_Records for the task:_

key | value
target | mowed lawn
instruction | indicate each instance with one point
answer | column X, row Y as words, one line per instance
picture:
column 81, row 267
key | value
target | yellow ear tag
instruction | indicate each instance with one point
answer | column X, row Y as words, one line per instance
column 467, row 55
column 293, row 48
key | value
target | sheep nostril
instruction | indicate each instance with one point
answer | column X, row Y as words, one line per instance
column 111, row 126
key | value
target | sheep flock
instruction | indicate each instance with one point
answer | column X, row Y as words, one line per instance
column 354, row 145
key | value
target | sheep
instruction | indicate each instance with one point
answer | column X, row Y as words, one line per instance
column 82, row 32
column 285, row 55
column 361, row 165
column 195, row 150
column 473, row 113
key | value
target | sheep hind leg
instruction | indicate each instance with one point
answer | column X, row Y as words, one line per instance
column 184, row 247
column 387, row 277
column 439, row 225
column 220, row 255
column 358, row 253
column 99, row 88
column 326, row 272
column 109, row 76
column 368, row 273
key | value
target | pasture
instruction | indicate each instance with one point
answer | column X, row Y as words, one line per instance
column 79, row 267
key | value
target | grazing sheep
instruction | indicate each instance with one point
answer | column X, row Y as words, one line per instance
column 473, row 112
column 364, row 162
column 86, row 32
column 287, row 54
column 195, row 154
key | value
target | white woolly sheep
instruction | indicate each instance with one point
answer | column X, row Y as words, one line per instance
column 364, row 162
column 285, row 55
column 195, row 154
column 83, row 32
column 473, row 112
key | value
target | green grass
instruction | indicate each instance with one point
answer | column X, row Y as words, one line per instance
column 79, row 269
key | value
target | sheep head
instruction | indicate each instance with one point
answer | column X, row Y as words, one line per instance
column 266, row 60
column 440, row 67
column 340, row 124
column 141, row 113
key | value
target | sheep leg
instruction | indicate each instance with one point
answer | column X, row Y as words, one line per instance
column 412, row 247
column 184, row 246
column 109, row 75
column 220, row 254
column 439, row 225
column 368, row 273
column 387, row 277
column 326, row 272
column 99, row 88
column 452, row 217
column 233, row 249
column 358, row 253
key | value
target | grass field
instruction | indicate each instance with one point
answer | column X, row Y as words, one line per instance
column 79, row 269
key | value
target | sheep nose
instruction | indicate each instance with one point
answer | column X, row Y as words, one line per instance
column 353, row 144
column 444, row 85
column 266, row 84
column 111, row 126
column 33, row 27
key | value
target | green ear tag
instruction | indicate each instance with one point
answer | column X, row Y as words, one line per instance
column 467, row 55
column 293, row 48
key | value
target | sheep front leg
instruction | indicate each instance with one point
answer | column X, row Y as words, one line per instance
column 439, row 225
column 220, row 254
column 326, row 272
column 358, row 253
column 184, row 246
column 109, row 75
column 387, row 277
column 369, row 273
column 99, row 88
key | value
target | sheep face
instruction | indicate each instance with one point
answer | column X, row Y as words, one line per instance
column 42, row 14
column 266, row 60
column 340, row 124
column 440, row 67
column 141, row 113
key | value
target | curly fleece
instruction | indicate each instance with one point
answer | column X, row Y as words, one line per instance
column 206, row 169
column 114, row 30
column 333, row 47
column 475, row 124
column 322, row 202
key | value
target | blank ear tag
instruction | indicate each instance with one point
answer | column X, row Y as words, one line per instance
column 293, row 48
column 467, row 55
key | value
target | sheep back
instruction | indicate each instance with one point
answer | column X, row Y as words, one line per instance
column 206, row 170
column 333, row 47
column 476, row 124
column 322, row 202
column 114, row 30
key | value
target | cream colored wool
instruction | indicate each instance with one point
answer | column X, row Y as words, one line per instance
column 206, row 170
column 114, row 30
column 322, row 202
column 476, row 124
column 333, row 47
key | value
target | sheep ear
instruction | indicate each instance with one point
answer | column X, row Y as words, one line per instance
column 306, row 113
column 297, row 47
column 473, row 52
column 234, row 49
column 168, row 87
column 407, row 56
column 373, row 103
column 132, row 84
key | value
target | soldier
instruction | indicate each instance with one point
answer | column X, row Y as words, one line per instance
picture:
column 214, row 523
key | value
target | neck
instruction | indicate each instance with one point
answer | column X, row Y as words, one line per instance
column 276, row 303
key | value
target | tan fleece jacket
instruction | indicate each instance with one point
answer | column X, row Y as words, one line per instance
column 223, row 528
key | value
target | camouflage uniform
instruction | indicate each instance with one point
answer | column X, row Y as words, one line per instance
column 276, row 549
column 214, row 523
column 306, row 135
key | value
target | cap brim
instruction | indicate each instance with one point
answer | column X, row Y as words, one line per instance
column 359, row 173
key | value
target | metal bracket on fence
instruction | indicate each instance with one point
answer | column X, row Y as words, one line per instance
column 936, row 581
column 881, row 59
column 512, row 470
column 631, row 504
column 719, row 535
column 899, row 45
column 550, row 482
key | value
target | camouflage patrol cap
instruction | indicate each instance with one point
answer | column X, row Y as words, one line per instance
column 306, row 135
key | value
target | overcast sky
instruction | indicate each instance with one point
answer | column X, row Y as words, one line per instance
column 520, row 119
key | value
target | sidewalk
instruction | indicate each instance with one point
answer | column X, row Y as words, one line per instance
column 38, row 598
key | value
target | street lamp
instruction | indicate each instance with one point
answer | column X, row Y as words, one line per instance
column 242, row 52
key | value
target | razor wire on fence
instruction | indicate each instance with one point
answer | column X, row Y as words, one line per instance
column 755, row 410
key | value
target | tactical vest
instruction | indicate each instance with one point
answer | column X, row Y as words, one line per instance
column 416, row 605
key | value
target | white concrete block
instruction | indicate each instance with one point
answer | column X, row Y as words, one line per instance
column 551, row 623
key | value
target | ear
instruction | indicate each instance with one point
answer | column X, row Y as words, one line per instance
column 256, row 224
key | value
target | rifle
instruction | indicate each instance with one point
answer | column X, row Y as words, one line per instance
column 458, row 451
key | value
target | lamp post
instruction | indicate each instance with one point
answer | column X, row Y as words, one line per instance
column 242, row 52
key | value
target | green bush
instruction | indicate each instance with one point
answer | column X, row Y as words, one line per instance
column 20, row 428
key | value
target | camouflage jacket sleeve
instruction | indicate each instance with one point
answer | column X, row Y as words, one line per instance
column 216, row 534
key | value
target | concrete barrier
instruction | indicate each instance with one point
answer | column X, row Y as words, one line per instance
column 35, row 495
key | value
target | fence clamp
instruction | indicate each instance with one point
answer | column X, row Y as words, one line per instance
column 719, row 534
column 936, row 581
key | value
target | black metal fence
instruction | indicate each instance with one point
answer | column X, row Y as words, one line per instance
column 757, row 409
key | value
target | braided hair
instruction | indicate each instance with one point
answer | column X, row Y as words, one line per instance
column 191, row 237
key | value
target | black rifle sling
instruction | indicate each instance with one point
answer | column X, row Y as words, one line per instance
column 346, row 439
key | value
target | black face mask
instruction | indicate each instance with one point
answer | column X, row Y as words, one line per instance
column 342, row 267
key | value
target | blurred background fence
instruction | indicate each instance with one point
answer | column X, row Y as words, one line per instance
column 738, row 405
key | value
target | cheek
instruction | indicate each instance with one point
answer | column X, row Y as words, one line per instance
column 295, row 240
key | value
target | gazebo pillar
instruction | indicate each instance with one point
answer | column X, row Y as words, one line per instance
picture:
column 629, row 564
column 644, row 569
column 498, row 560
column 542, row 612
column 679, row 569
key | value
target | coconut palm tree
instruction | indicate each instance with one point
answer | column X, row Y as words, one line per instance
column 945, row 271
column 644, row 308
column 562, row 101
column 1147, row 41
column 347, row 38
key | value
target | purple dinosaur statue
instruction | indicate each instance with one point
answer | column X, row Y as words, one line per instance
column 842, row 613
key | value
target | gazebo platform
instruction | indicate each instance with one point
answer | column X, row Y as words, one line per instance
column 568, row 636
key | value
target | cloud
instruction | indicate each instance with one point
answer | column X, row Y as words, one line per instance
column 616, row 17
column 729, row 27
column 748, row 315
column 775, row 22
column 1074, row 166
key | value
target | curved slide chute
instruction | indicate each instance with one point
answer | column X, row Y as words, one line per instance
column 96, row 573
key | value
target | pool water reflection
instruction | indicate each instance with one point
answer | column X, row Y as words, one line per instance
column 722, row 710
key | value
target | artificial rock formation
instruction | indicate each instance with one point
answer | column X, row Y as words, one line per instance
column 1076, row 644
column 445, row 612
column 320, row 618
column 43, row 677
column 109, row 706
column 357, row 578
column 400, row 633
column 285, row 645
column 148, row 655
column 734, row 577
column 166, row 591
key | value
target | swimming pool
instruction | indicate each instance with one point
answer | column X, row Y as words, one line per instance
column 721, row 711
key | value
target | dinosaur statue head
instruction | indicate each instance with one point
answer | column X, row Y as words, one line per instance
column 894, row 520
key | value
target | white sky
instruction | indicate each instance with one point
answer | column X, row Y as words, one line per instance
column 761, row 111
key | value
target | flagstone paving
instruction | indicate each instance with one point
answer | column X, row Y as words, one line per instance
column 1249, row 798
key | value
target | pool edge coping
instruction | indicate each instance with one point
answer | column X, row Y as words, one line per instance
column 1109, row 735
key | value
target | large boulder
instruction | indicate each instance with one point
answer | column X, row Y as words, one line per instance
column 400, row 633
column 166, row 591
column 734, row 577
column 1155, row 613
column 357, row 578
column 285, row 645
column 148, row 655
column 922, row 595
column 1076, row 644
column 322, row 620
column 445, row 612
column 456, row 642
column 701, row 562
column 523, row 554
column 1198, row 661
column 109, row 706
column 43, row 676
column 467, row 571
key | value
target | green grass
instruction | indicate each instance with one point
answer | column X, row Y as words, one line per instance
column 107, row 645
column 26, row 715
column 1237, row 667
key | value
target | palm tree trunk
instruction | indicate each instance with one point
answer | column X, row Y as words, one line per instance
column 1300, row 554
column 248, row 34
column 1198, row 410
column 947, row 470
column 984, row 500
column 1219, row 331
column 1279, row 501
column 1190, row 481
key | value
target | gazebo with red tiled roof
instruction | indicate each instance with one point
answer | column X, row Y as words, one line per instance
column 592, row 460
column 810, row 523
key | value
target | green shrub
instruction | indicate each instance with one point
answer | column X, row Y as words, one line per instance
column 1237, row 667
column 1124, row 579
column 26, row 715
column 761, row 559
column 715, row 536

_Exercise:_ Where a line in the records above contains "statue", include it in the count, and give only that number.

_Response:_ 2